## Work to complete
No pictures belong in the copy. Restate the rest of the data exactly.

##### Available data #####

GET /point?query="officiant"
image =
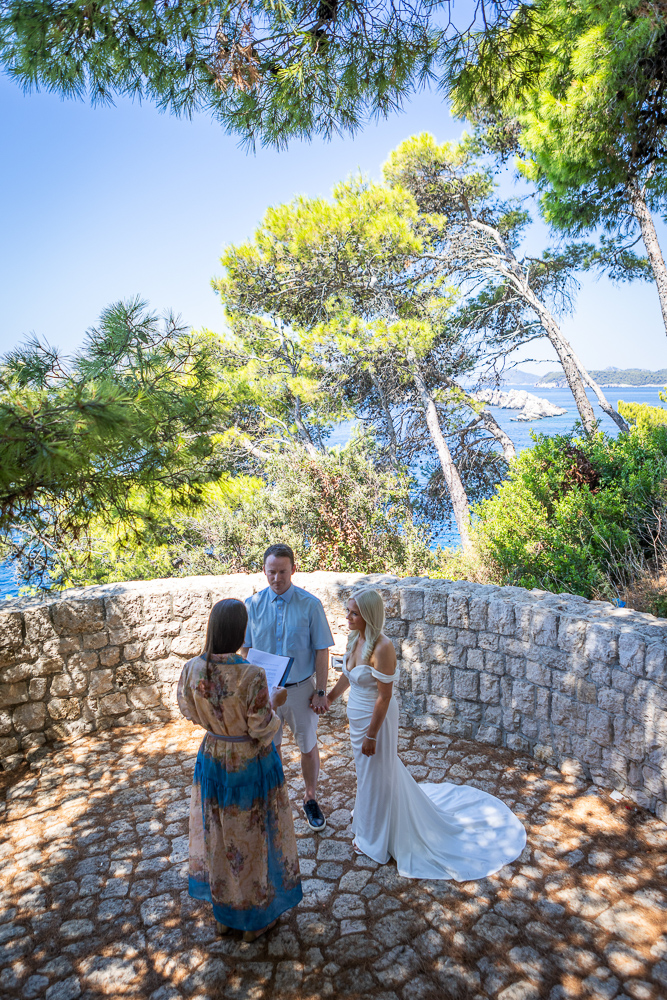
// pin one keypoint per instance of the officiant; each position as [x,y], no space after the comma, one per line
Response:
[288,621]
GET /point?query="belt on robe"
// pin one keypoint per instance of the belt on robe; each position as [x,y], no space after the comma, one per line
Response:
[230,739]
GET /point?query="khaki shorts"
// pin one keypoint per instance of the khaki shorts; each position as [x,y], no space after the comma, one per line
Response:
[299,716]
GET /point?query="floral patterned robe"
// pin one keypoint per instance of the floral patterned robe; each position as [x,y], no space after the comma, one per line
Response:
[243,856]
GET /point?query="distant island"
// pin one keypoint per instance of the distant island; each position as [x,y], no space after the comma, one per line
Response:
[608,377]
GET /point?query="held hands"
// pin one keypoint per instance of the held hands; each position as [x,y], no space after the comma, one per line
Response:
[319,705]
[278,697]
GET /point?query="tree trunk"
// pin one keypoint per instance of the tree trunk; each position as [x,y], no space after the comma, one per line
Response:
[489,421]
[393,441]
[455,487]
[643,216]
[304,434]
[568,359]
[494,428]
[602,400]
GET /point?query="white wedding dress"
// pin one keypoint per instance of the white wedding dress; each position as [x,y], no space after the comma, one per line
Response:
[441,831]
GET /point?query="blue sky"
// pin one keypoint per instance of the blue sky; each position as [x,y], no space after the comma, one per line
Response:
[105,203]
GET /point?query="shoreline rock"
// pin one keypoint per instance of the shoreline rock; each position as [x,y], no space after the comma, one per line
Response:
[532,407]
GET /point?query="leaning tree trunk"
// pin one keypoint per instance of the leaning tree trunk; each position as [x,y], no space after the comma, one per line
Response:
[455,487]
[486,418]
[643,216]
[391,430]
[566,356]
[503,439]
[602,399]
[575,373]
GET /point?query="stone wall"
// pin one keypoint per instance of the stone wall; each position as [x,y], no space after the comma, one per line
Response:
[556,676]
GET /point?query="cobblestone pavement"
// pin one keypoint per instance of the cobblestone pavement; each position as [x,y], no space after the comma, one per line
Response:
[93,898]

#####

## Result
GET /point?query="officiant"
image =
// pin one keypoint per instance of the officiant; each position as [x,y], no space after the comma, one per line
Response:
[288,621]
GET /point?query="belt on robe"
// pin one keypoint per instance of the belt on robe; each position as [x,y], no space after the comma, one per line
Response:
[230,739]
GET /point?query="khaki shorts"
// pin one keypoint per instance of the khaki shorts; each position as [x,y], no space after the comma, one per line
Response:
[299,716]
GET /point?query="floral patterned robe"
// pin one keypoint per instance of the floral patterned robe; each position as [x,y], no space after the comma, one per line
Response:
[243,856]
GET /point?query="distant island"
// pin one keypoint per instance of the distant island; each position as [x,y], no space after the comma, one per line
Response:
[608,377]
GET /point?query="held hands"
// pin one keypoint per instance of the held hands; each position as [x,y], no space after the comma, one per line
Response:
[319,705]
[278,697]
GET /point?query="tree trunk"
// pin one keypoint per instance of the tree trunk; each position as [x,y], no space after the comma, one per line
Response:
[489,421]
[393,441]
[455,487]
[643,216]
[304,434]
[568,359]
[494,428]
[602,400]
GET /point?query="white wedding dress"
// pin one keypoint per instance of the white wedding dress; each position as [x,y], no space after the comma, one per line
Response:
[441,831]
GET /point?query="blue sky"
// pin one keypoint per instance of the blue sky; each position as [x,y], no space after the comma, one per line
Response:
[105,203]
GET /point?query="shoreline rock"
// pin one keypoint per instance of the shoreline rock; each position as [x,y], no space after the comma, one per line
Response:
[532,407]
GET /point?query="leaning tree trunk"
// pin one keypoint per instance of the leaning tree trunk; each position as [x,y], no space after the comma, one per line
Response:
[455,487]
[486,418]
[643,216]
[391,430]
[566,356]
[503,439]
[602,399]
[575,373]
GET /point?query="stone wall"
// pin one keypoint per instance of the stone wall; each position as [x,y], no space after the comma, one per line
Response:
[556,676]
GET /point?query="cobblestone pavement"
// pin one keypoint per instance of the cobblestone pavement; each position as [x,y], no space after the comma, one per line
Response:
[93,898]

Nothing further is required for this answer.